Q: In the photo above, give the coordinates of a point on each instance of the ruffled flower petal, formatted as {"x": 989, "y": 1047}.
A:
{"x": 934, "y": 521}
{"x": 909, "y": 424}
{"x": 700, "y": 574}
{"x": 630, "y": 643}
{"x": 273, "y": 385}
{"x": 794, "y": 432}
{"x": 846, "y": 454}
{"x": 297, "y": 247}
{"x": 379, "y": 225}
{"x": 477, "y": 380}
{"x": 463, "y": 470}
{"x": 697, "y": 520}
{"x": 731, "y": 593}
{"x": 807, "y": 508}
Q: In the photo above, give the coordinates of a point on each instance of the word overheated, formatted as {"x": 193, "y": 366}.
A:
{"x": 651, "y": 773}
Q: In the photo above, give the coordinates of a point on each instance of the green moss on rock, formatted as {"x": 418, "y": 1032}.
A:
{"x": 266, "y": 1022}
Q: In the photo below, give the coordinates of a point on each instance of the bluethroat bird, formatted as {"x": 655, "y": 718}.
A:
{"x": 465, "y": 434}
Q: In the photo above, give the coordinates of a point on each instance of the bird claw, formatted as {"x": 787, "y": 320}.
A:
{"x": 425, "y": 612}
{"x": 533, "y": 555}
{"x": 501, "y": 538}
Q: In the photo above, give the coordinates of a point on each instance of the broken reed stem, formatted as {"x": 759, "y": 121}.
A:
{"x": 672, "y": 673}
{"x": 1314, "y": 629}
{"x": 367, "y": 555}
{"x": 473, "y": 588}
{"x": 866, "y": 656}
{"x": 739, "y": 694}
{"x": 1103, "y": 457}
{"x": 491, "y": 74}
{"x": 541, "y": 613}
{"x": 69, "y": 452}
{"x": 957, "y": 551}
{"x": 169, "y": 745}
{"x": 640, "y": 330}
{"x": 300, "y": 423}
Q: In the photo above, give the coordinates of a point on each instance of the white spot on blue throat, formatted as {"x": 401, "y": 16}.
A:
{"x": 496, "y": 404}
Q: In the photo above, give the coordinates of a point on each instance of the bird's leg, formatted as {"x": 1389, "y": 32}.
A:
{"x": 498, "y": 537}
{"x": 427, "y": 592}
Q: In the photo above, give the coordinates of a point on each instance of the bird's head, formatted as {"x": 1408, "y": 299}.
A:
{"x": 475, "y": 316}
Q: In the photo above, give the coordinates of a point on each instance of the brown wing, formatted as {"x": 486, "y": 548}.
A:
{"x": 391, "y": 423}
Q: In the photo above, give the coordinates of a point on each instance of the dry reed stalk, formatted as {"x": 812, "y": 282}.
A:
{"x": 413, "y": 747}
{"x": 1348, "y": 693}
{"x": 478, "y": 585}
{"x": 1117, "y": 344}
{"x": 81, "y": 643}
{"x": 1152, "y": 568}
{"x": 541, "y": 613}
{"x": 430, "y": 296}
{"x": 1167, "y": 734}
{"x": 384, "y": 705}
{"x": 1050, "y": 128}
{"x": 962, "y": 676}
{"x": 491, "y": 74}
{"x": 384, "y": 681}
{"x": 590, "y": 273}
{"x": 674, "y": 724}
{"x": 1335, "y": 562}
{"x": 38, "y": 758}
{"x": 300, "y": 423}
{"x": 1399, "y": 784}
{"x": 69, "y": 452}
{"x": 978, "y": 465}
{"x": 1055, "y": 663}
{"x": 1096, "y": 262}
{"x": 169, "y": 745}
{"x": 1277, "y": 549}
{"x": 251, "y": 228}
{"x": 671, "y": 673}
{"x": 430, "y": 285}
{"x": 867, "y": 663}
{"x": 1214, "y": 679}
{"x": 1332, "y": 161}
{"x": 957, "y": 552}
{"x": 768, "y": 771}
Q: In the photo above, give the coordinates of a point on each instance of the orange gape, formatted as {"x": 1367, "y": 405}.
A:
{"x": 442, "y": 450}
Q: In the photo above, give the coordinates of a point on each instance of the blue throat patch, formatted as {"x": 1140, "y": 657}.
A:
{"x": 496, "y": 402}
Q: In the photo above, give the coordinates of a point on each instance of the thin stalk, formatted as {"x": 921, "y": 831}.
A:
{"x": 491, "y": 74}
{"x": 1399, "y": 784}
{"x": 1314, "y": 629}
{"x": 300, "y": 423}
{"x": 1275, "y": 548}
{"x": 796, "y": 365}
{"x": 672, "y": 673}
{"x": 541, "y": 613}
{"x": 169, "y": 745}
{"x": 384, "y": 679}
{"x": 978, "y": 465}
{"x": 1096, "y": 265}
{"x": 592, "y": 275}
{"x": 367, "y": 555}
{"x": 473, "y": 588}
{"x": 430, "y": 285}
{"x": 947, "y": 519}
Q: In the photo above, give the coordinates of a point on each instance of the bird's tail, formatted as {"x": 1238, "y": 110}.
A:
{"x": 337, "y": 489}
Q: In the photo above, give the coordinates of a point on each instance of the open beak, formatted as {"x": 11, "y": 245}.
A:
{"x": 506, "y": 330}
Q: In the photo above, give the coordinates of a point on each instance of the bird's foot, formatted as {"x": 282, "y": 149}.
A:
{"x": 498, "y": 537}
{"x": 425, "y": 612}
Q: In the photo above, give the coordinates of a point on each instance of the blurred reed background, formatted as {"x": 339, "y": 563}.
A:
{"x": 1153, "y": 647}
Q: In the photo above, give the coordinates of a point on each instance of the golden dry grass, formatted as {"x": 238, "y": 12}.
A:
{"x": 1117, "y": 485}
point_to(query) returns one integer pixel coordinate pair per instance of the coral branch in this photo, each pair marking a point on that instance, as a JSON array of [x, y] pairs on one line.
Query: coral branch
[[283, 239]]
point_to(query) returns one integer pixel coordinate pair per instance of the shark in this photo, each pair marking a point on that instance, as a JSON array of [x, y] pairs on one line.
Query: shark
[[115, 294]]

_Work instructions_. Please rewrite all of the records above with every "instance" changed to "occurrence" and everything else left as it is.

_Finished task_.
Q: In the photo above, give the coordinates of a point on each occurrence of the ruffled flower petal, formatted as {"x": 989, "y": 1047}.
A:
{"x": 934, "y": 521}
{"x": 909, "y": 424}
{"x": 700, "y": 574}
{"x": 630, "y": 643}
{"x": 273, "y": 385}
{"x": 794, "y": 432}
{"x": 846, "y": 454}
{"x": 297, "y": 247}
{"x": 379, "y": 225}
{"x": 477, "y": 380}
{"x": 463, "y": 470}
{"x": 697, "y": 520}
{"x": 731, "y": 593}
{"x": 807, "y": 508}
Q: In the photo above, give the coordinates of a point on each occurrence of the word overheated, formatted as {"x": 193, "y": 366}.
A:
{"x": 651, "y": 773}
Q: In the photo above, give the coordinates of a point on each occurrence of the green moss on rock, formatted as {"x": 418, "y": 1032}.
A:
{"x": 266, "y": 1022}
Q: In the photo below, give the coordinates of a point on each occurrence of the bluethroat bird, formatted as {"x": 655, "y": 718}.
A:
{"x": 465, "y": 434}
Q: In the photo above, give the coordinates of a point on each occurrence of the bird claw, formatted as {"x": 787, "y": 320}.
A:
{"x": 425, "y": 612}
{"x": 533, "y": 555}
{"x": 501, "y": 538}
Q: In the photo above, give the coordinates of a point on each occurrence of the broken reed stem, formatted as {"x": 759, "y": 121}.
A:
{"x": 672, "y": 673}
{"x": 1314, "y": 629}
{"x": 367, "y": 555}
{"x": 473, "y": 588}
{"x": 866, "y": 656}
{"x": 739, "y": 694}
{"x": 1103, "y": 457}
{"x": 491, "y": 74}
{"x": 541, "y": 613}
{"x": 69, "y": 452}
{"x": 957, "y": 551}
{"x": 169, "y": 745}
{"x": 640, "y": 330}
{"x": 300, "y": 423}
Q: In the photo above, give the coordinates of a point on each occurrence of the white spot on blue throat, formatted as {"x": 401, "y": 16}.
A:
{"x": 496, "y": 404}
Q: In the photo above, give the coordinates of a point on each occurrence of the bird's leg, formatted as {"x": 1389, "y": 32}.
A:
{"x": 498, "y": 537}
{"x": 427, "y": 592}
Q: In the photo above, give the coordinates of a point on each occurrence of the bird's head, formatted as {"x": 1408, "y": 299}.
A:
{"x": 475, "y": 316}
Q: In the photo above, give the coordinates of a point on each occurrence of the brown wing, formatted as {"x": 486, "y": 548}.
A:
{"x": 391, "y": 423}
Q: In the photo above, give the coordinates of a point on each occurrence of the dry reed stalk, formatted as {"x": 812, "y": 282}.
A:
{"x": 413, "y": 747}
{"x": 1348, "y": 693}
{"x": 478, "y": 585}
{"x": 1117, "y": 344}
{"x": 81, "y": 643}
{"x": 1152, "y": 568}
{"x": 541, "y": 613}
{"x": 430, "y": 296}
{"x": 1167, "y": 734}
{"x": 384, "y": 705}
{"x": 1050, "y": 128}
{"x": 962, "y": 676}
{"x": 491, "y": 74}
{"x": 384, "y": 681}
{"x": 590, "y": 273}
{"x": 674, "y": 724}
{"x": 1335, "y": 562}
{"x": 38, "y": 758}
{"x": 300, "y": 423}
{"x": 1399, "y": 784}
{"x": 69, "y": 452}
{"x": 978, "y": 465}
{"x": 1055, "y": 663}
{"x": 1096, "y": 262}
{"x": 169, "y": 745}
{"x": 1277, "y": 549}
{"x": 251, "y": 228}
{"x": 671, "y": 673}
{"x": 430, "y": 285}
{"x": 867, "y": 663}
{"x": 1214, "y": 679}
{"x": 1332, "y": 161}
{"x": 957, "y": 552}
{"x": 768, "y": 771}
Q: In the photo above, give the coordinates of a point on each occurrence of the orange gape, formatted as {"x": 1367, "y": 405}.
A:
{"x": 442, "y": 450}
Q: In the photo above, give the coordinates of a point on each occurrence of the blue throat patch, formatted as {"x": 1140, "y": 657}.
A:
{"x": 496, "y": 402}
Q: In the photo above, give the coordinates of a point on each occurrence of the thin stalk, formatted as {"x": 921, "y": 831}.
A:
{"x": 491, "y": 74}
{"x": 1399, "y": 784}
{"x": 1314, "y": 629}
{"x": 300, "y": 423}
{"x": 1275, "y": 548}
{"x": 796, "y": 365}
{"x": 672, "y": 673}
{"x": 541, "y": 613}
{"x": 169, "y": 745}
{"x": 384, "y": 679}
{"x": 978, "y": 465}
{"x": 1096, "y": 265}
{"x": 592, "y": 275}
{"x": 367, "y": 555}
{"x": 473, "y": 588}
{"x": 430, "y": 285}
{"x": 947, "y": 519}
Q: In the photo above, give the coordinates of a point on each occurrence of the bird's tail, formatted as {"x": 1238, "y": 110}.
A:
{"x": 337, "y": 489}
Q: In the photo above, give the coordinates of a point on each occurrence of the open beak, formatted as {"x": 11, "y": 245}.
A:
{"x": 506, "y": 330}
Q: In the photo above, give the coordinates of a point on each occurrence of the bird's foot, formatted as {"x": 282, "y": 149}.
A:
{"x": 498, "y": 537}
{"x": 425, "y": 612}
Q: In the photo above, give the coordinates of a point on each occurrence of the blurred reed background, formatted as {"x": 339, "y": 563}.
A:
{"x": 1153, "y": 647}
Q: In the photo above, give the coordinates of a point on each occurrence of the golden dry grass, formatted as {"x": 238, "y": 12}.
A:
{"x": 1117, "y": 485}
point_to(query) returns one integer pixel coordinate pair per occurrence of the coral branch in this photo, each pair marking a point on that occurrence, as a JSON array of [x, y] pairs on one line.
Query: coral branch
[[283, 239]]
point_to(query) returns one integer pixel coordinate pair per occurrence of the shark in this photo, each pair marking a point on that occurrence, as a JSON array of [x, y] pairs on one line.
Query: shark
[[115, 294]]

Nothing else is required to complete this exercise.